▸ **Assignment**
Copy each line of the data below, character for character.

--- Material provided Enclosed Below ---

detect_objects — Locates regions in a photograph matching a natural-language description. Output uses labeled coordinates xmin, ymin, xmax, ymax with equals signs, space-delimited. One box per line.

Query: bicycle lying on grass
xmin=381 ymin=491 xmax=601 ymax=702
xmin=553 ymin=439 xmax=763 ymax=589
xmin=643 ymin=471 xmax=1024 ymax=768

--- End of Enclosed Material provided ---

▸ **Your solution**
detect_objects — Locates regions in a photograph matching a natural-language description. Output uses labeled coordinates xmin, ymin, xmax, ymax with equals signs, space-delimited. One box per line.

Query: bicycle lying on grass
xmin=381 ymin=491 xmax=601 ymax=702
xmin=553 ymin=439 xmax=763 ymax=589
xmin=643 ymin=471 xmax=1024 ymax=768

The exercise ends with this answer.